Estratto:
"""
Massima redatta a cura del Ce.R.D.E.F.
Sul provvedimento
Testo completo
1. La E. s.p.a. proponeva ricorso davanti alla Commissione Tributaria Provinciale di Caserta avverso una cartella di pagamento, emessa da Equitalia Servizi di Riscossione s.p.a. per conto del Comune di Marcianise, relativa a Tari per l'anno 2015, esponendo di produrre rifiuti speciali non assimilabili agli urbani e di smaltirli attraverso una società privata autorizzata, laddove per i detti rifiuti il Comune non aveva, a suo dire, mai istituito o, comunque, svolto un servizio di raccolta e gestione di cui essa potesse fruire.
2. La Commissione Tributaria Provinciale, rilevata preliminarmente la carenza di legittimazione passiva del concessionario per la riscossione, accoglieva il ricorso, evidenziando come i rifiuti speciali prodotti dalla società non fossero assimilabili a quelli urbani per qualità e quantità e che, avendo documentato la ricorrente lo smaltimento mediante società privata regolarmente autorizzata, l'assoggettamento a Tari non fosse giustificato.
"""
Breve quesito: Per favore, riproduci fedelmente il passo dell'estratto sul ricorso contro la cartella Tari compreso tra "Massima redatta a" e "essa potesse fruire.", estremi inclusi. L'elenco che segue non ha alcun legame con l'estratto.

Voci del dataset:
"""
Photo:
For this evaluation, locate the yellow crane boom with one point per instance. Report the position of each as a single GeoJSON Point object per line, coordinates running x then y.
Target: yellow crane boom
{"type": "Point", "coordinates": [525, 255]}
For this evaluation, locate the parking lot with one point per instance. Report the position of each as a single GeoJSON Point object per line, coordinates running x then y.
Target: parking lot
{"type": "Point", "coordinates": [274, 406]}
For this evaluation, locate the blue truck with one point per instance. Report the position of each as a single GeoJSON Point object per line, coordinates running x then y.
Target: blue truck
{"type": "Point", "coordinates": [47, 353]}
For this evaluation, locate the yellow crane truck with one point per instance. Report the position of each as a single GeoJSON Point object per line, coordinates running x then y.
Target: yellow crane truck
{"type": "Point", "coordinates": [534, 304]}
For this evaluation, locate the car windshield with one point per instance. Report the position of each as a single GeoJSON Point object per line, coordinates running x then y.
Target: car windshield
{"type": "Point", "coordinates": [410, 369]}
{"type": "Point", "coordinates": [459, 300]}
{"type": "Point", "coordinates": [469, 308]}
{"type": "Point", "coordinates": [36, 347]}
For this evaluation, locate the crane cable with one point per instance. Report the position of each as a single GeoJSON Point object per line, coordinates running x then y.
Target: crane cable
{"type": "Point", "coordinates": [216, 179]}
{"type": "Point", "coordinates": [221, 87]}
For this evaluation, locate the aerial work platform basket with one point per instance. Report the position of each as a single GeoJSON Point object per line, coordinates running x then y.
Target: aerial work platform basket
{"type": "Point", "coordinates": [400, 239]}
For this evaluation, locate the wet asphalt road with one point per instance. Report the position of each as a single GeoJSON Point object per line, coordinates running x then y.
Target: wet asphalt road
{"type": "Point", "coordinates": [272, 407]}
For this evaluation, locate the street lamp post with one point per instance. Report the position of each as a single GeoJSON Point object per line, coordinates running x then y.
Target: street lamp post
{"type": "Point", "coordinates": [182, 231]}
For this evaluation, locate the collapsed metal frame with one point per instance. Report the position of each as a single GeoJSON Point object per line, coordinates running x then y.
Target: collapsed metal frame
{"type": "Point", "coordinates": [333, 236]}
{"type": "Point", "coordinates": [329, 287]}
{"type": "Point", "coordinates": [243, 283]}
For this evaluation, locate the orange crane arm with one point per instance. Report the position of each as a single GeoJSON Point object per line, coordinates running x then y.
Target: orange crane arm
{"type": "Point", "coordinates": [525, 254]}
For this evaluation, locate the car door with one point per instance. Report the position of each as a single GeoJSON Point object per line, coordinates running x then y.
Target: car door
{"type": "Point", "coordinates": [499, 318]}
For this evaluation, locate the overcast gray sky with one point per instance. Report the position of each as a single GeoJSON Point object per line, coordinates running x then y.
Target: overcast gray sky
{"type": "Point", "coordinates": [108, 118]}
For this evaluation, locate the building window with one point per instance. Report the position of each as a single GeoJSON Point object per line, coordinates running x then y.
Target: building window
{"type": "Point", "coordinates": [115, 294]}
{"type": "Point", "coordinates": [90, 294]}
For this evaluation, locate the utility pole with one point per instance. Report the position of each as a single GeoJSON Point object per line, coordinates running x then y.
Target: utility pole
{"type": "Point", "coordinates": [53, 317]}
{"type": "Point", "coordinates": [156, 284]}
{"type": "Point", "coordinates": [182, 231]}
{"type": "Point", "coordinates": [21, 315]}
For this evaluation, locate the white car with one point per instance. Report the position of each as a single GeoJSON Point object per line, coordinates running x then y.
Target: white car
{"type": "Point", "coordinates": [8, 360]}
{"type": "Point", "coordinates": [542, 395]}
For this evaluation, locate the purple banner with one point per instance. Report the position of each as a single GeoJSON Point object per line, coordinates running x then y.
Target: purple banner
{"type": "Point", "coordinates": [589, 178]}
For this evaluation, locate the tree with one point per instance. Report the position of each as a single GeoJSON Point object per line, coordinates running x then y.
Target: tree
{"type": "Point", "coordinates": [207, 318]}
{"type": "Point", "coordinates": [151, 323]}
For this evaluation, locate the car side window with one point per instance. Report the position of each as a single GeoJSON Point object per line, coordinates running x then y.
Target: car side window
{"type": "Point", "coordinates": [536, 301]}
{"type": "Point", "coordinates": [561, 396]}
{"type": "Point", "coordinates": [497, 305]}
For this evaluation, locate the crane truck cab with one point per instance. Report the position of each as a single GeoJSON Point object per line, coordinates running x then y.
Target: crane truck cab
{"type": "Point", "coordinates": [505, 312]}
"""
Risposta al compito:
Massima redatta a cura del Ce.R.D.E.F.
Sul provvedimento
Testo completo
1. La E. s.p.a. proponeva ricorso davanti alla Commissione Tributaria Provinciale di Caserta avverso una cartella di pagamento, emessa da Equitalia Servizi di Riscossione s.p.a. per conto del Comune di Marcianise, relativa a Tari per l'anno 2015, esponendo di produrre rifiuti speciali non assimilabili agli urbani e di smaltirli attraverso una società privata autorizzata, laddove per i detti rifiuti il Comune non aveva, a suo dire, mai istituito o, comunque, svolto un servizio di raccolta e gestione di cui essa potesse fruire.